## DOCUMENT SECTION
-----
This Easy One-Pot Hearty Stuffed Pepper Soup brings all the comforting flavors of stuffed peppers into a simple, warming bowl of soup. Made with ground beef, bell peppers, tomatoes, and a blend of spices, it's both hearty and nutritious. Perfect for busy nights, this soup comes together in one pot, making cleanup a breeze. Enjoy a cozy, satisfying meal that the whole family will love!
Prep Time15 minutes
Cook Time45 minutes
Total Time1 hour
Course: Soup
Cuisine: American
Keyword: Easy Stuffed Pepper Soup, One Pot Stuffed Pepper Soup
Servings: 8 servings
Calories: 391kcal
Author: George - U Keep Cooking

Equipment

  • Large Dutch Oven

Ingredients

  • 1 lbs. Ground Beef (80% Lean)
  • 1 Onion (large)(diced)
  • 2 Green Peppers (cleaned and diced)
  • 1 Red Pepper (cleaned and diced)
  • 8 Cloves Garlic (minced)
  • 29 ounces Crushed Tomatoes
  • 14.5 ounces Fire Roasted Diced Tomatoes (undrained)
-----
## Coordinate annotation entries
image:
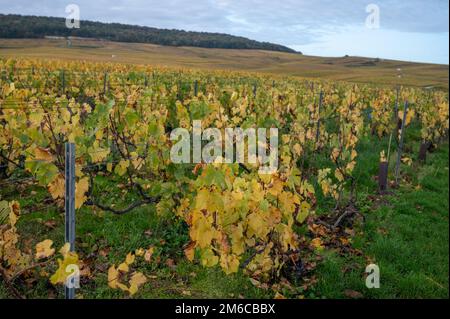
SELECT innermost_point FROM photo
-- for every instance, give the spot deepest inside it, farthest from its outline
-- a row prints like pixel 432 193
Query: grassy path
pixel 407 237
-----
## BRIEF 1
Say whether each statement agrees with the stuffed pepper soup recipe: (a) The recipe makes eight servings. (b) The soup is cooked in a slow cooker. (c) The fire roasted diced tomatoes are drained before they go in.
## BRIEF 2
Copy the stretch of the stuffed pepper soup recipe from "Ingredients" through "Cloves Garlic (minced)", substituting "Yellow Peppers" for "Green Peppers".
These entries have no connection to the stuffed pepper soup recipe.

## RESPONSE 1
(a) Yes: "Servings: 8 servings"
(b) No: "Large Dutch Oven"
(c) No: "14.5 ounces Fire Roasted Diced Tomatoes (undrained)"

## RESPONSE 2
Ingredients

  • 1 lbs. Ground Beef (80% Lean)
  • 1 Onion (large)(diced)
  • 2 Yellow Peppers (cleaned and diced)
  • 1 Red Pepper (cleaned and diced)
  • 8 Cloves Garlic (minced)